(Dataset entries)
□ □ □ □ □

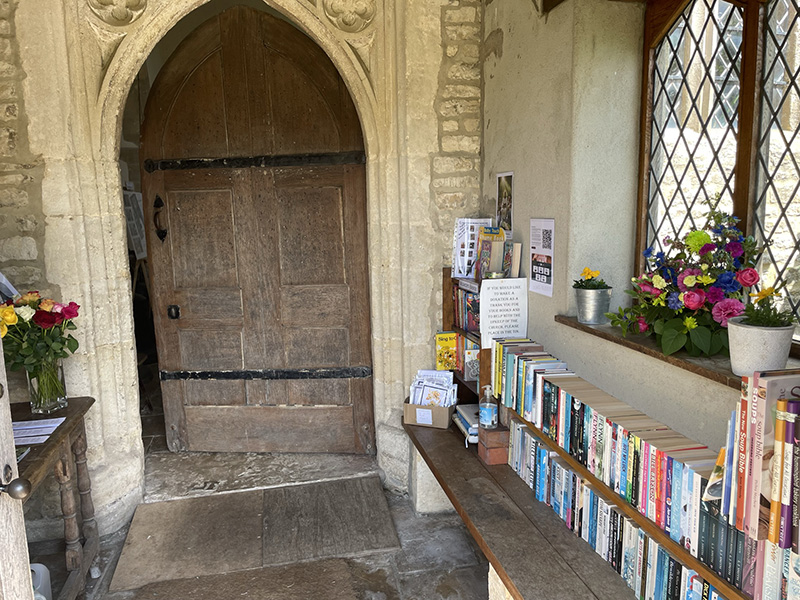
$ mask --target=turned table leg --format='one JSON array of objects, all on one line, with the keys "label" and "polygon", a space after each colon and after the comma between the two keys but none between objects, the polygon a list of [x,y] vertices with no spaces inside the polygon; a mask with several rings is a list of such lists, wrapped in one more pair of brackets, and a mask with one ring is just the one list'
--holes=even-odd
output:
[{"label": "turned table leg", "polygon": [[81,567],[83,548],[78,539],[78,519],[75,495],[72,491],[72,461],[69,452],[62,454],[55,466],[55,475],[61,488],[61,513],[64,515],[64,539],[67,542],[67,570]]},{"label": "turned table leg", "polygon": [[75,455],[75,468],[78,471],[78,494],[81,502],[83,519],[83,537],[87,540],[97,536],[97,521],[94,519],[94,502],[92,502],[92,481],[86,466],[86,431],[81,428],[77,439],[72,444]]}]

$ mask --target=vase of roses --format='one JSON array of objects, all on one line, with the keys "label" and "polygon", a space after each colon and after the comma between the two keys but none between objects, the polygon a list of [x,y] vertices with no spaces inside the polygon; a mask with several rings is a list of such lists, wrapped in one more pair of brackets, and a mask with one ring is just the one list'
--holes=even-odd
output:
[{"label": "vase of roses", "polygon": [[794,315],[774,304],[778,290],[768,287],[750,296],[744,313],[728,319],[731,371],[739,376],[785,368],[794,336]]},{"label": "vase of roses", "polygon": [[602,325],[607,323],[606,313],[611,302],[611,286],[600,279],[600,271],[586,267],[581,278],[573,280],[575,300],[578,303],[578,323]]},{"label": "vase of roses", "polygon": [[70,331],[80,307],[28,292],[0,305],[0,338],[6,364],[25,369],[31,412],[51,413],[67,405],[61,359],[78,349]]},{"label": "vase of roses", "polygon": [[645,250],[646,270],[626,290],[634,305],[607,315],[623,335],[655,335],[664,354],[727,353],[728,322],[744,313],[747,291],[760,280],[761,249],[736,217],[713,208],[707,217],[683,239],[665,239],[666,252]]}]

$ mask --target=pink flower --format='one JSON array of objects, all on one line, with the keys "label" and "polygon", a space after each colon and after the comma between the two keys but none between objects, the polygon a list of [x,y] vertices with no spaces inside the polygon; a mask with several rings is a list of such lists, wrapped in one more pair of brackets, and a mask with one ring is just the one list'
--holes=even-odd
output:
[{"label": "pink flower", "polygon": [[710,288],[706,290],[706,301],[710,302],[711,304],[716,304],[720,300],[725,299],[725,291],[722,288],[718,288],[712,285]]},{"label": "pink flower", "polygon": [[735,298],[725,298],[720,300],[711,309],[711,316],[723,327],[728,326],[728,319],[738,317],[744,312],[744,304]]},{"label": "pink flower", "polygon": [[755,269],[743,269],[736,274],[736,281],[741,283],[744,287],[755,285],[760,279],[758,271]]},{"label": "pink flower", "polygon": [[655,287],[654,285],[650,285],[646,281],[639,282],[639,289],[646,294],[652,294],[653,297],[658,298],[661,295],[661,290]]},{"label": "pink flower", "polygon": [[64,308],[61,309],[61,314],[64,316],[65,319],[74,319],[78,316],[78,309],[80,305],[75,304],[74,302],[70,302]]},{"label": "pink flower", "polygon": [[744,254],[744,248],[739,242],[728,242],[725,244],[725,250],[731,255],[731,258],[739,258]]},{"label": "pink flower", "polygon": [[702,274],[703,271],[701,271],[700,269],[686,269],[685,271],[682,271],[681,274],[678,275],[678,289],[682,292],[685,292],[689,288],[683,285],[683,280],[689,277],[689,275],[700,277],[702,276]]},{"label": "pink flower", "polygon": [[698,310],[706,303],[706,293],[703,290],[689,290],[683,294],[683,304],[689,310]]}]

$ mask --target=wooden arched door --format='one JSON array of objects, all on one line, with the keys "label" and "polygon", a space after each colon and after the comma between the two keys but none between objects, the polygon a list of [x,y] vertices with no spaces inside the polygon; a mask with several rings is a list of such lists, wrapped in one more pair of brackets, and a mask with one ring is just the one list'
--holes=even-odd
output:
[{"label": "wooden arched door", "polygon": [[364,147],[324,52],[210,19],[154,82],[142,158],[170,449],[374,453]]}]

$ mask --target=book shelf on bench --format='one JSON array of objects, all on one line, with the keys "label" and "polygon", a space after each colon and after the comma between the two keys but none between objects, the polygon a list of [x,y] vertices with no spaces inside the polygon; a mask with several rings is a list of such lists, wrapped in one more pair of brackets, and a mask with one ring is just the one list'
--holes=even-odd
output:
[{"label": "book shelf on bench", "polygon": [[452,427],[403,427],[513,598],[633,600],[617,572],[508,465],[484,465]]}]

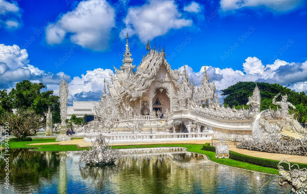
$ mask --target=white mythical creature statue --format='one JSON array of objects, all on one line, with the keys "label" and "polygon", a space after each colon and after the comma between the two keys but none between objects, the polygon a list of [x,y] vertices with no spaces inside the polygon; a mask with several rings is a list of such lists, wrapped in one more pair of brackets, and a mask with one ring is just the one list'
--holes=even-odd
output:
[{"label": "white mythical creature statue", "polygon": [[258,113],[260,109],[260,101],[261,98],[260,96],[260,90],[256,84],[256,87],[254,89],[253,95],[248,97],[248,102],[246,103],[246,105],[250,105],[253,108],[253,113]]},{"label": "white mythical creature statue", "polygon": [[280,102],[275,102],[276,98],[280,95],[280,93],[278,93],[278,94],[275,96],[272,101],[272,103],[275,105],[279,105],[281,107],[281,117],[284,118],[288,118],[289,116],[289,107],[290,106],[295,109],[296,107],[290,103],[287,102],[288,99],[288,96],[287,95],[283,96],[282,95],[282,101]]}]

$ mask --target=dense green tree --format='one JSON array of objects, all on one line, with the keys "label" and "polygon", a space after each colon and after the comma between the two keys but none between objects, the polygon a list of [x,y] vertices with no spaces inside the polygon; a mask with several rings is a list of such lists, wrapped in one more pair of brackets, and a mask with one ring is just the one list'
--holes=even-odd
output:
[{"label": "dense green tree", "polygon": [[16,113],[6,112],[4,119],[9,123],[13,134],[17,138],[34,135],[46,126],[41,117],[31,109],[20,109]]},{"label": "dense green tree", "polygon": [[53,122],[60,122],[59,97],[52,95],[52,91],[42,91],[45,87],[42,83],[24,80],[17,83],[8,94],[6,90],[0,91],[0,116],[5,112],[12,112],[13,109],[33,110],[45,120],[46,114],[50,106]]}]

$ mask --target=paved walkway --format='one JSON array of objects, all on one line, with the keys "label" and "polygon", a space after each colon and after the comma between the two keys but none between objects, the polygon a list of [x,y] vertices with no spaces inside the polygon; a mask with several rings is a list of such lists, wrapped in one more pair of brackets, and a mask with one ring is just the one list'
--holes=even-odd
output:
[{"label": "paved walkway", "polygon": [[[218,142],[217,142],[217,143]],[[160,144],[204,144],[206,143],[211,143],[211,140],[204,140],[197,141],[178,141],[176,142],[148,142],[140,143],[114,143],[115,146],[135,146],[137,145],[155,145]],[[254,156],[258,157],[281,161],[286,159],[290,162],[298,162],[307,164],[307,157],[300,156],[293,156],[282,154],[279,153],[273,153],[266,152],[260,152],[256,151],[253,151],[247,149],[238,149],[235,148],[235,146],[234,145],[233,142],[227,142],[227,144],[229,147],[229,150],[234,152],[242,153],[242,154]],[[89,146],[91,146],[91,142],[85,142],[82,139],[74,139],[71,141],[64,142],[48,142],[39,143],[32,143],[27,144],[31,146],[40,146],[41,145],[76,145],[78,148],[87,148]]]}]

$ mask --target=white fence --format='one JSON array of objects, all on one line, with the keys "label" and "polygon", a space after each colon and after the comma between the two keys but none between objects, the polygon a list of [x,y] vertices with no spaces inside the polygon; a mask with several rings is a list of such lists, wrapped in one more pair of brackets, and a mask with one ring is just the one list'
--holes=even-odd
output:
[{"label": "white fence", "polygon": [[175,133],[107,134],[106,138],[109,143],[153,142],[209,140],[212,138],[211,133]]}]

□ □ □ □ □

Arrange the stretch from the line containing "mask --target=paved walkway" through the end of the entries as a numbered list, leaving out any blank lines.

-- In response --
1. $ mask --target=paved walkway --format='one JSON array of objects, all on one line, with the keys "label" and "polygon", a space after each colon and after the comma between the two keys but none between objects, the polygon a list of [x,y] vertices with no spaces inside the polygon; a mask with several rings is a list of such lists, wrapped in one more pair of brackets, and a mask with one ring is just the one list'
2. --holes=even-odd
3. output:
4. [{"label": "paved walkway", "polygon": [[[218,142],[217,142],[217,143]],[[160,144],[204,144],[206,143],[211,143],[211,140],[204,140],[197,141],[178,141],[176,142],[148,142],[140,143],[114,143],[115,146],[135,146],[137,145],[155,145]],[[254,156],[258,157],[281,161],[286,159],[290,162],[298,162],[307,164],[307,157],[300,156],[293,156],[282,154],[279,153],[273,153],[266,152],[260,152],[256,151],[253,151],[247,149],[238,149],[235,148],[235,146],[234,145],[233,142],[227,142],[227,144],[229,147],[229,150],[234,152],[242,153],[242,154]],[[89,146],[91,146],[91,142],[85,142],[82,139],[74,139],[71,141],[64,142],[48,142],[39,143],[32,143],[27,144],[31,146],[40,146],[41,145],[76,145],[78,148],[87,148]]]}]
5. $ mask --target=white fence --format='one JSON array of objects, all on one line, with the keys "label" and "polygon", a space after each colon and after the comma between the two keys but none between objects, the polygon a list of [x,y] vertices with no spaces inside the polygon; a mask with several rings is a list of such lists, wrapped in one more pair of brackets, and a mask with one ring is just the one list'
6. --holes=even-odd
7. output:
8. [{"label": "white fence", "polygon": [[175,133],[107,134],[106,138],[109,143],[153,142],[209,140],[212,138],[211,133]]}]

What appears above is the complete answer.